■ Instructions to follow
Word for word, set down every record that appears below.

■ Dataset excerpts
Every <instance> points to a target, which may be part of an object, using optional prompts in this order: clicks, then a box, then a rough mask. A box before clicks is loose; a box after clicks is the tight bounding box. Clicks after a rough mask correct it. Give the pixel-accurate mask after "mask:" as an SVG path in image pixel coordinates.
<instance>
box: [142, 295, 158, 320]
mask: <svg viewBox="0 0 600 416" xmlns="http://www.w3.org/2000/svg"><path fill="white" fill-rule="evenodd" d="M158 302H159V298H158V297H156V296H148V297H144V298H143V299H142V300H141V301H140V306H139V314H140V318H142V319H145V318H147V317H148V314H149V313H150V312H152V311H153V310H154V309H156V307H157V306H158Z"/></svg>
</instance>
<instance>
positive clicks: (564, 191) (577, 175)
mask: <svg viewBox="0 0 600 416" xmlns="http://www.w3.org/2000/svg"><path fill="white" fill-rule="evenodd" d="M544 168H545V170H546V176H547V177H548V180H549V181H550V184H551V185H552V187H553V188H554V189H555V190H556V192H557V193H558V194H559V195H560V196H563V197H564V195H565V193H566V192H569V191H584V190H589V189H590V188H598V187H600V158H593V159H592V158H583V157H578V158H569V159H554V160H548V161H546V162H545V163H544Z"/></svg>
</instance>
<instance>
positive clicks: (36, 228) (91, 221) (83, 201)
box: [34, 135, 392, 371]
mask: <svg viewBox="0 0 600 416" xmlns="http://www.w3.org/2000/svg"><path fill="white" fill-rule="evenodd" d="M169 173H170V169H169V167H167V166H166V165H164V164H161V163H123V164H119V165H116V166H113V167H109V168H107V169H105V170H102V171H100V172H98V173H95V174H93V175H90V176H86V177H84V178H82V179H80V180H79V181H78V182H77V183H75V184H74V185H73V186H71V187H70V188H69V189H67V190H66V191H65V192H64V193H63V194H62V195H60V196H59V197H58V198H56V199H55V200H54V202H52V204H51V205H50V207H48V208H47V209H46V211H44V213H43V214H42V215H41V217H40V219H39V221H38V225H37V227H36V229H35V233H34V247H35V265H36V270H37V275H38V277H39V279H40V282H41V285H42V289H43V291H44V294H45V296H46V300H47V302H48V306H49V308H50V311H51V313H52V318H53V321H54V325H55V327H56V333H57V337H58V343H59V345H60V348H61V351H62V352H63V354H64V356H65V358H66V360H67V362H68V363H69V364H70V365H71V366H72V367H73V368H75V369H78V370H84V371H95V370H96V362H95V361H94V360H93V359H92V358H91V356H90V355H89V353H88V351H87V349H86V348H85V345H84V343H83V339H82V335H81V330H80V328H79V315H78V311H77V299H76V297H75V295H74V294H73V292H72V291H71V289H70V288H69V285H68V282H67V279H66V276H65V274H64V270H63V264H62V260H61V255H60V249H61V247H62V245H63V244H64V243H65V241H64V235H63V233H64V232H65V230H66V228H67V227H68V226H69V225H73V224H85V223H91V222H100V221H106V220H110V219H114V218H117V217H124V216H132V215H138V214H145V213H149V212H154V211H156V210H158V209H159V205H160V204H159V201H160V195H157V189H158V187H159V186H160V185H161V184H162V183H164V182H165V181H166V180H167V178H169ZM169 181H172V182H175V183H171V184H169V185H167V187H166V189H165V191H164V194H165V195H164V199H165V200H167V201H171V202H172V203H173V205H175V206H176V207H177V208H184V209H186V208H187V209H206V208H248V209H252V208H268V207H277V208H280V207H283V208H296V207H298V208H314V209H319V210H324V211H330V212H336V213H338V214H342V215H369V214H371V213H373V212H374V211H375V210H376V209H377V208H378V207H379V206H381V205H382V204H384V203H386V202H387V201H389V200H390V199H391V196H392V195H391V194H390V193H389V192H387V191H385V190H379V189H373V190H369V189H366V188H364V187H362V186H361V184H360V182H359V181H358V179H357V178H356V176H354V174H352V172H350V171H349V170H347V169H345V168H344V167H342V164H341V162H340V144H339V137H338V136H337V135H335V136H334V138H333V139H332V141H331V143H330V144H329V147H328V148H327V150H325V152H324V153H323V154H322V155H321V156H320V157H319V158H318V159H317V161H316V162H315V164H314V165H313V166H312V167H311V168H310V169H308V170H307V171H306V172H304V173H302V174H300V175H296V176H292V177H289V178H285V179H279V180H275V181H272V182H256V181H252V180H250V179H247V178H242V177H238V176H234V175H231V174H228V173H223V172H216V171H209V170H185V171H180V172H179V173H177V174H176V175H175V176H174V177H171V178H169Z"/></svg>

■ Reply
Every <instance> points to a target, which may be part of an object, using optional prompts in this order: clicks, then a box, then a rough mask. A box before clicks is loose; a box after clicks is the tight bounding box. Clicks after a rough mask correct it. Give the pixel-accurate mask after "mask:" as an SVG path in image pixel coordinates.
<instance>
box: [142, 295, 158, 320]
mask: <svg viewBox="0 0 600 416" xmlns="http://www.w3.org/2000/svg"><path fill="white" fill-rule="evenodd" d="M158 302H159V298H158V297H156V296H148V297H144V298H143V299H142V300H141V301H140V306H139V314H140V318H142V319H145V318H147V317H148V314H149V313H150V312H152V311H153V310H154V309H156V307H157V306H158Z"/></svg>
</instance>
<instance>
positive clicks: (564, 191) (577, 175)
mask: <svg viewBox="0 0 600 416" xmlns="http://www.w3.org/2000/svg"><path fill="white" fill-rule="evenodd" d="M544 168H545V170H546V176H547V177H548V180H549V181H550V184H551V185H552V187H553V188H554V189H555V190H556V192H557V193H558V194H559V195H560V196H563V197H564V195H565V193H566V192H569V191H584V190H589V189H590V188H598V187H600V158H593V159H592V158H583V157H578V158H569V159H554V160H548V161H546V162H545V163H544Z"/></svg>
</instance>
<instance>
positive clicks: (36, 228) (91, 221) (83, 201)
box: [34, 135, 392, 371]
mask: <svg viewBox="0 0 600 416" xmlns="http://www.w3.org/2000/svg"><path fill="white" fill-rule="evenodd" d="M169 173H170V169H169V167H167V166H166V165H164V164H161V163H123V164H119V165H116V166H113V167H109V168H107V169H105V170H102V171H100V172H98V173H95V174H93V175H90V176H86V177H84V178H82V179H80V180H79V181H78V182H77V183H75V184H74V185H73V186H71V187H70V188H69V189H67V190H66V191H65V192H64V193H63V194H62V195H60V196H59V197H58V198H56V199H55V200H54V202H52V204H51V205H50V207H48V208H47V209H46V211H44V213H43V214H42V215H41V217H40V219H39V221H38V225H37V227H36V229H35V233H34V247H35V265H36V270H37V275H38V277H39V279H40V282H41V285H42V289H43V291H44V294H45V296H46V300H47V302H48V306H49V308H50V311H51V313H52V318H53V321H54V325H55V327H56V333H57V337H58V343H59V345H60V348H61V351H62V352H63V354H64V356H65V358H66V360H67V362H68V363H69V364H70V365H71V366H72V367H73V368H75V369H78V370H84V371H95V370H96V362H95V361H94V360H93V359H92V358H91V356H90V355H89V353H88V351H87V349H86V348H85V345H84V343H83V339H82V335H81V330H80V328H79V315H78V311H77V299H76V297H75V295H74V294H73V292H72V291H71V289H70V288H69V285H68V282H67V279H66V276H65V274H64V270H63V264H62V260H61V255H60V249H61V247H62V245H63V244H64V243H65V241H64V235H63V233H64V232H65V230H66V228H67V227H68V226H69V225H73V224H85V223H91V222H100V221H106V220H110V219H114V218H117V217H124V216H132V215H138V214H145V213H149V212H154V211H156V210H158V209H159V205H160V204H159V201H160V195H157V189H158V187H159V186H160V185H161V184H162V183H164V182H165V181H166V180H167V178H169ZM169 181H172V182H175V183H171V184H169V185H167V187H166V189H165V191H164V194H165V195H164V199H165V200H167V201H171V202H172V203H173V205H175V206H176V207H177V208H184V209H186V208H187V209H206V208H248V209H252V208H268V207H277V208H280V207H283V208H296V207H298V208H314V209H319V210H324V211H330V212H336V213H338V214H342V215H369V214H371V213H373V212H374V211H375V210H376V209H377V208H378V207H379V206H381V205H382V204H384V203H386V202H387V201H389V200H390V199H391V196H392V195H391V194H390V193H389V192H387V191H385V190H379V189H373V190H369V189H366V188H364V187H362V186H361V184H360V182H359V181H358V179H357V178H356V176H354V174H352V172H350V171H349V170H347V169H345V168H344V167H342V164H341V162H340V144H339V137H338V136H337V135H335V136H334V138H333V139H332V141H331V143H330V144H329V147H328V148H327V150H325V152H324V153H323V154H322V155H321V156H320V157H319V158H318V159H317V161H316V162H315V164H314V165H313V166H312V167H311V168H310V169H308V170H307V171H306V172H304V173H302V174H300V175H296V176H292V177H289V178H285V179H279V180H275V181H272V182H256V181H252V180H250V179H247V178H242V177H238V176H234V175H231V174H228V173H223V172H216V171H209V170H185V171H180V172H179V173H177V174H176V175H175V176H174V177H171V178H169Z"/></svg>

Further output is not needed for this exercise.